▶ **Short problem**: Your task is to print all of the material verbatim.

(Location identification items)
^^^^
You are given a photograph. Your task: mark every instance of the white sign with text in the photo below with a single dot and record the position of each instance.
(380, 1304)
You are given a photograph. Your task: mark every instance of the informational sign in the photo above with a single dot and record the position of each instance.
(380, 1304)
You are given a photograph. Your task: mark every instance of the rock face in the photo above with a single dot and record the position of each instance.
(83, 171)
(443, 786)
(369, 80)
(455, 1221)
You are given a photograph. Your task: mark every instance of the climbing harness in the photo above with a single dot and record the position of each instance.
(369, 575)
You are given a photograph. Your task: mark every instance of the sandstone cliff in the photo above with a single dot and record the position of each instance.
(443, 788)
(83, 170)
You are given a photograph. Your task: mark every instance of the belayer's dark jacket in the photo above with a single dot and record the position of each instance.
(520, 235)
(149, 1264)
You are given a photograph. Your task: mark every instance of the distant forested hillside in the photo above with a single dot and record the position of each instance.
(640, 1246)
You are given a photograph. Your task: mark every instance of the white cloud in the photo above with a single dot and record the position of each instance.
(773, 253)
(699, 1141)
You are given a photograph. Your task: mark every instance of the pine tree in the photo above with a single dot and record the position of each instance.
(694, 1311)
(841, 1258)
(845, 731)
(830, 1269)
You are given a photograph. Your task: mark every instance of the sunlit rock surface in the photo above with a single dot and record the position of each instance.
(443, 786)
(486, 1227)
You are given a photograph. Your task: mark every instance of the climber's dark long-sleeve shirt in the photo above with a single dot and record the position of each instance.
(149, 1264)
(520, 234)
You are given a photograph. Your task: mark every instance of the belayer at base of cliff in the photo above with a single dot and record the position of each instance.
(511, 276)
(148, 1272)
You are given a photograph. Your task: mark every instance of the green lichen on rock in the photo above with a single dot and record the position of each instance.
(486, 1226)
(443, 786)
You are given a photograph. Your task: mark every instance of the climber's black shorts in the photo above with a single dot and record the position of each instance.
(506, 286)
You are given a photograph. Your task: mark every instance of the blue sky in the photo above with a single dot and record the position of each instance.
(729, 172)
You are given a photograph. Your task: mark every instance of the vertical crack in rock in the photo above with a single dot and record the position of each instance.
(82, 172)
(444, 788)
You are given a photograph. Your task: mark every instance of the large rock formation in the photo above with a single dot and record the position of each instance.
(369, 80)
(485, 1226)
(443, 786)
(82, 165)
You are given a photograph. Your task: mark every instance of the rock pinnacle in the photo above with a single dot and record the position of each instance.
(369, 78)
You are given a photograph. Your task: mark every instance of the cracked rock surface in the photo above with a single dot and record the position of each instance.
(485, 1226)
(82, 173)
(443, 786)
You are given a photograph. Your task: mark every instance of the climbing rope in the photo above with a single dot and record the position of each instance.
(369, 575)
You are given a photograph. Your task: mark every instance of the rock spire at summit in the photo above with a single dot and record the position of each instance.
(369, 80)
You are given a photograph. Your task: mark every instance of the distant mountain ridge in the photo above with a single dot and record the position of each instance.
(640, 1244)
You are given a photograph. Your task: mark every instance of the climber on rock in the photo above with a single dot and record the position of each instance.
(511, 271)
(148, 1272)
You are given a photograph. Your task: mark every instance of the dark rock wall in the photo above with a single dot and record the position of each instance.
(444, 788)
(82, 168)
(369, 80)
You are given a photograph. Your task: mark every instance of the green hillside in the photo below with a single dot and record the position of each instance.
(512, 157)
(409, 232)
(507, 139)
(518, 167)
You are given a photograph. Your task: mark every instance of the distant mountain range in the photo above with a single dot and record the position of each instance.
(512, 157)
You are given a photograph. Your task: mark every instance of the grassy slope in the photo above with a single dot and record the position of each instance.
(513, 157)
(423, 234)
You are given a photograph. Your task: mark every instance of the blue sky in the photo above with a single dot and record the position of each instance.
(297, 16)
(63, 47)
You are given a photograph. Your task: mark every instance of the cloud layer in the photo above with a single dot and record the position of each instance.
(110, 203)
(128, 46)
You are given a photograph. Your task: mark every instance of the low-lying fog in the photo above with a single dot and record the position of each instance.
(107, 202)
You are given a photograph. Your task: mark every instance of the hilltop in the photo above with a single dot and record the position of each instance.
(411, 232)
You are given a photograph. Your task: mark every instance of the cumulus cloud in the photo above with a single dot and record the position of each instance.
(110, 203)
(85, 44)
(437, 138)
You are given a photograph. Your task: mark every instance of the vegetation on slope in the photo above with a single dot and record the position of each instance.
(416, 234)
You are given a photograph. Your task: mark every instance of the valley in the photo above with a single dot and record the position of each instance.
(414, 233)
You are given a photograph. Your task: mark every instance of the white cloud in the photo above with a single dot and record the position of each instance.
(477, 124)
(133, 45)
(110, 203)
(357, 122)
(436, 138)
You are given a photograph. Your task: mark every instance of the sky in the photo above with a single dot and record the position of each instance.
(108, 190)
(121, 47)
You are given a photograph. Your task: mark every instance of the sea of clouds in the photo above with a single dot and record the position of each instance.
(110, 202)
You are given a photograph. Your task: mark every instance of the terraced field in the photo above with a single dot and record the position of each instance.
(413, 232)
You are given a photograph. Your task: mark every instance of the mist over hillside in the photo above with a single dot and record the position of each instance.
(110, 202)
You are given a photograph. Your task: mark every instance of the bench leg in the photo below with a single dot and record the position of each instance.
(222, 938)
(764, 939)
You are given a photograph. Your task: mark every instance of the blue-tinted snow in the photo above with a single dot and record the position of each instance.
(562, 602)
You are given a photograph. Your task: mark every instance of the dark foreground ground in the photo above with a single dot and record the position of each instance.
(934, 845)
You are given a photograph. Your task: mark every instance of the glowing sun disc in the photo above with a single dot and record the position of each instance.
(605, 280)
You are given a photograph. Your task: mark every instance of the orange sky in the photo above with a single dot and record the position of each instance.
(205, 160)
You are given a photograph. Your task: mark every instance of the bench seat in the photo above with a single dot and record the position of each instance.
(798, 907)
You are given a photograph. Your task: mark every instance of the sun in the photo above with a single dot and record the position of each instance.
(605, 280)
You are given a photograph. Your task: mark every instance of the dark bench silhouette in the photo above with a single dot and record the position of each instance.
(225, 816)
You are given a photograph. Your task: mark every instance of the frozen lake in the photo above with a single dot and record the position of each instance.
^^^^
▶ **Problem solution**:
You are given a photograph. Your task: mark every instance of the white sign with text in the photo below with a single dot and record the position of each instance.
(380, 1304)
You are given a photograph. Your task: mark every instance of the informational sign in the photo above with a single dot and record the position of each instance.
(380, 1304)
You are given a photograph. Your task: mark every instance of the rock face in the photo above with a single dot and record the position of each instance.
(83, 171)
(443, 786)
(369, 80)
(455, 1221)
You are given a photograph. Your task: mark every instance of the climbing harness in the photo above with a single dot and record the position of each instance.
(369, 575)
You are given a photograph. Your task: mark every instance of the sandstone cliff in the photo above with a single dot and record the position of each instance.
(443, 788)
(83, 170)
You are given a photograph. Your task: mark every instance of the belayer's dark jacket in the photo above with a single dot and record the position of each instance.
(520, 235)
(149, 1264)
You are given a photograph. Your task: mark every instance of the distant forested hillside in the photo above with a single dot and record the position of each instance.
(640, 1246)
You are given a photograph. Your task: mark every instance of the white cloud in the photo above with a single dot and record the position of each instance.
(773, 253)
(699, 1141)
You are given a photograph. Your task: mark every instance of the pine tree in the photo above with a single dot and record the position of each instance.
(694, 1311)
(841, 1258)
(845, 731)
(830, 1269)
You are given a photograph. Your task: mark every instance of the sunlit rock surface in the photo above with a single dot and record the position of each instance.
(443, 786)
(486, 1227)
You are given a photograph. Your task: mark every instance of the climber's dark long-sleeve shirt in the photo above with a single dot and record the position of each instance.
(149, 1264)
(520, 234)
You are given a photograph. Your task: mark every instance of the belayer at base of cliff in the photo above with a single dot and record the position of each instance.
(511, 276)
(148, 1272)
You are given a photograph. Your task: mark every instance of the green lichen on rock in the photo above with a single dot and record the position of each instance.
(486, 1226)
(443, 786)
You are given a photograph. Your task: mark every instance of the climber's black shorts in the photo above with a single dot and record the position of each instance.
(506, 286)
You are given a photograph. Your task: mark every instance of the blue sky in the photo above with a single dot and record the position of each instance.
(729, 172)
You are given a photograph. Your task: mark every instance of the vertical crack in rock in the photo above with a single dot and record the position of each instance.
(82, 172)
(444, 788)
You are given a photograph. Your task: mark every instance of the large rock formation in the photo above with a single dot and record the position of each instance.
(369, 80)
(485, 1226)
(443, 786)
(82, 165)
You are given a photograph. Your task: mark every instance of the rock pinnacle in the photo above with a single dot and record the position of each instance.
(369, 78)
You are given a photograph. Your task: mark every instance of the cracked rock surface in the photo above with a single dot and record the position of each instance.
(485, 1226)
(82, 173)
(443, 786)
You are given a photograph. Your task: mark every instance of the climbing rope in the photo above with a single dot and record the position of each instance.
(369, 575)
You are given a photograph. Your task: mark every instance of the rock spire at summit in the photo above with a single dot and record the position of each instance.
(369, 80)
You are given a photograph. Your task: mark every instance of the distant mountain ridge in the photo above with a single dot and record the position of each instance.
(640, 1244)
You are given a photograph. Your task: mark every instance of the climber on rock in the photo above with a single dot and record the position of each instance.
(511, 271)
(148, 1272)
You are given a photograph. Your task: mark every instance of the dark rock wall in the photo above with a single dot and record the position of each instance.
(444, 788)
(82, 168)
(369, 80)
You are given a photograph. Your task: mark every instance of the green hillside in the photo below with a single dot and record the position of each instance.
(512, 157)
(409, 232)
(507, 139)
(518, 167)
You are given a photograph. Your task: mark every instance of the distant mountain range in the photo above with a single dot and record the position of each instance.
(512, 157)
You are given a photograph. Your task: mark every instance of the grassy slope in the photo above with a single dot and record the position of each instance.
(513, 157)
(423, 234)
You are given a photograph. Your task: mark every instance of the blue sky in the photo above with a single dot and record the position of each instance.
(297, 16)
(63, 47)
You are given a photograph. Your task: mark every instance of the cloud layer in the photo above with a single dot and record the position of each instance.
(110, 203)
(128, 46)
You are given a photograph. Your task: mark every instance of the low-lying fog in the photo above with a single dot and record the position of each instance.
(107, 202)
You are given a photograph. Your task: mark every instance of the hilltop in the photo above with a single dot and record the position of each instance.
(411, 232)
You are given a photograph. Your task: mark every instance of the cumulus cloud in the photo above with a single dot and record the position of each instance.
(110, 203)
(85, 44)
(437, 138)
You are given a photograph. Your task: mark every instance of the vegetation on slope in the photo above with a single dot and record the position of each instance.
(416, 234)
You are given a photograph. Your task: mark every instance of the valley in the photo above with a single dot and record the position of each instance.
(414, 233)
You are given a photograph. Your task: mark every instance of the white cloud in the photo above with a single dot and record the position of each instance.
(477, 124)
(133, 45)
(110, 203)
(357, 122)
(436, 138)
You are given a photograph. Your task: mark every instance of the sky in the photo above with a single dot and record the position of each instance.
(108, 190)
(121, 47)
You are given a photograph. Your task: mark every instance of the sea of clouds in the photo above with a single dot and record the position of each instance.
(110, 202)
You are given a photograph. Your task: mark every instance of the terraced field in the photo above with a single dot and record the position of each instance.
(413, 232)
You are given a photograph. Your task: mark every instance of the mist over hillside in the photo above with a single dot and record the position of each instance.
(110, 202)
You are given a photograph. Your task: mark every instance of the bench leg in the photo below with a single dot and record the position of each instance.
(222, 938)
(764, 939)
You are given a photograph. Your task: mark every instance of the blue-tinted snow in the photo above with a single dot and record the position of each instance.
(562, 602)
You are given a photograph. Your task: mark every instance of the dark foreground ground in the photo above with a single dot and record the position of each instance.
(934, 845)
You are given a photograph. Your task: mark every instance of the glowing sun disc in the photo above with a single dot and record the position of each instance.
(605, 280)
You are given a photograph. Your task: mark every instance of the orange sky in the photo above with a single dot and record the position of each instance.
(205, 160)
You are given a photograph. Your task: mark every instance of the bench seat in the photo above with a single dot and record the position of each instance.
(798, 907)
You are given a photograph. Your task: mark every instance of the sun in the photo above with a single dot and record the position of each instance.
(605, 280)
You are given a photograph. Your task: mark every instance of the dark bench silhouette in the photo above with a single dot and record the position of each instance.
(225, 816)
You are given a photograph. Your task: mark every instance of the frozen lake in the photo above with a single dot and record the position of each instance.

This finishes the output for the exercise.